Boundary annotation records:

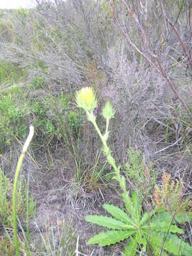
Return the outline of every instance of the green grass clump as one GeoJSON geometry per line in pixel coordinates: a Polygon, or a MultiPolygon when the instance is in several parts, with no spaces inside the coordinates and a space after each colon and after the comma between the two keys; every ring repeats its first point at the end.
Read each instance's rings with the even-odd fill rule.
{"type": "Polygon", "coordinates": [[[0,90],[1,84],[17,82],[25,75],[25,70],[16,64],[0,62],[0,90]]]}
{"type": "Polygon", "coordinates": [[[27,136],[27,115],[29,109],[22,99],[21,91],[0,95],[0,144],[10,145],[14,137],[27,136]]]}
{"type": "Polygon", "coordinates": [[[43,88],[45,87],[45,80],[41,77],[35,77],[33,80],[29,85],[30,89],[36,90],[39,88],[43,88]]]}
==
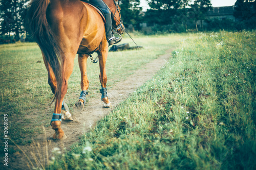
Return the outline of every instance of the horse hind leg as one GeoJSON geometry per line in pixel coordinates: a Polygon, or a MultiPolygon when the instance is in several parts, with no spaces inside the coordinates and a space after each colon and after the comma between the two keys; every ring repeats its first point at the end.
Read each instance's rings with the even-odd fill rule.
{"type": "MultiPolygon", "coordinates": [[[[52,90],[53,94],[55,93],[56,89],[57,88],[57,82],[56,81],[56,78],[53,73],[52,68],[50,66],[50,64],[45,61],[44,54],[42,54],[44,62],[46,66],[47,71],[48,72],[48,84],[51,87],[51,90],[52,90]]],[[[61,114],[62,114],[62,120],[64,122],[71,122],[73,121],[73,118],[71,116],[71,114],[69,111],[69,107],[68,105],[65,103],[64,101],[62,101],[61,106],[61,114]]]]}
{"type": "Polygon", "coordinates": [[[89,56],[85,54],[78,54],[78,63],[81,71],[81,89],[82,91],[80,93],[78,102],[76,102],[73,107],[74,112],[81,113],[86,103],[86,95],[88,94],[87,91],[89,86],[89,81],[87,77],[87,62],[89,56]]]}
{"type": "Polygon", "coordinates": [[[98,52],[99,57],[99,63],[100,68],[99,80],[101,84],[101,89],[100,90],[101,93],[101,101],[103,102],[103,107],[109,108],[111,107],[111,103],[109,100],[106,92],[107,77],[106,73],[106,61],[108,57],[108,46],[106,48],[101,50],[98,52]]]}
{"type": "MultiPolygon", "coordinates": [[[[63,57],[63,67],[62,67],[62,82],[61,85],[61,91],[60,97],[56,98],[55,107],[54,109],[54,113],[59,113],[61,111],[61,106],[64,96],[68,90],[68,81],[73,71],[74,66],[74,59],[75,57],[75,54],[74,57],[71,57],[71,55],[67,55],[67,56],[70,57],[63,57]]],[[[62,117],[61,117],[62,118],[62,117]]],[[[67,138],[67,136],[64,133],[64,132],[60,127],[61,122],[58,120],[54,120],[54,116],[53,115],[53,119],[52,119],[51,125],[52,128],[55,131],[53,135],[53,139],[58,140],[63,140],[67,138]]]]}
* * *
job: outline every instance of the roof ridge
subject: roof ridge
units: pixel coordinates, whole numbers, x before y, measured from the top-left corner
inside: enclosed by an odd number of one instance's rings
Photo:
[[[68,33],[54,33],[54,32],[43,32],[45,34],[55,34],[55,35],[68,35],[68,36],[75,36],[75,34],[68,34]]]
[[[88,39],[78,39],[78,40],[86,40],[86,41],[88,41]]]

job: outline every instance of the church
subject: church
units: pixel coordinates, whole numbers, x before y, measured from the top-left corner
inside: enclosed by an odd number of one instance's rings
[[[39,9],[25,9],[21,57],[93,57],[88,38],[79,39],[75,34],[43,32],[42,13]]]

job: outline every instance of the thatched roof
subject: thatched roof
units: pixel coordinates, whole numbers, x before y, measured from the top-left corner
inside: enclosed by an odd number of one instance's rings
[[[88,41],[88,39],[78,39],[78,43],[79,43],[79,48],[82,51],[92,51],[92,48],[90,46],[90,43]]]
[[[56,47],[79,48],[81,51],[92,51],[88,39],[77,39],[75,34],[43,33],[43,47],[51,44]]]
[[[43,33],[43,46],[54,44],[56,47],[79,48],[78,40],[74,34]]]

*Exercise goal*
List every row above that contains the word "parts", copying each one in full.

*Answer in full*
Return the outline of every instance of the green grass clump as one GeoJSON geometry per line in pixel coordinates: a Polygon, or a MultiPolygon when the instance is in several parts, with no spaces inside the coordinates and a space after each colon and after the comma between the two keys; every ring repeats its first point at the end.
Return the outline of every instance of the horse hind leg as one GeoJSON geometry per line in pixel coordinates: a Polygon, or a MultiPolygon when the instance is in several parts, with no spaces inside the coordinates and a space after each colon and after the comma between the two keys; every ring repeats its first point at the end.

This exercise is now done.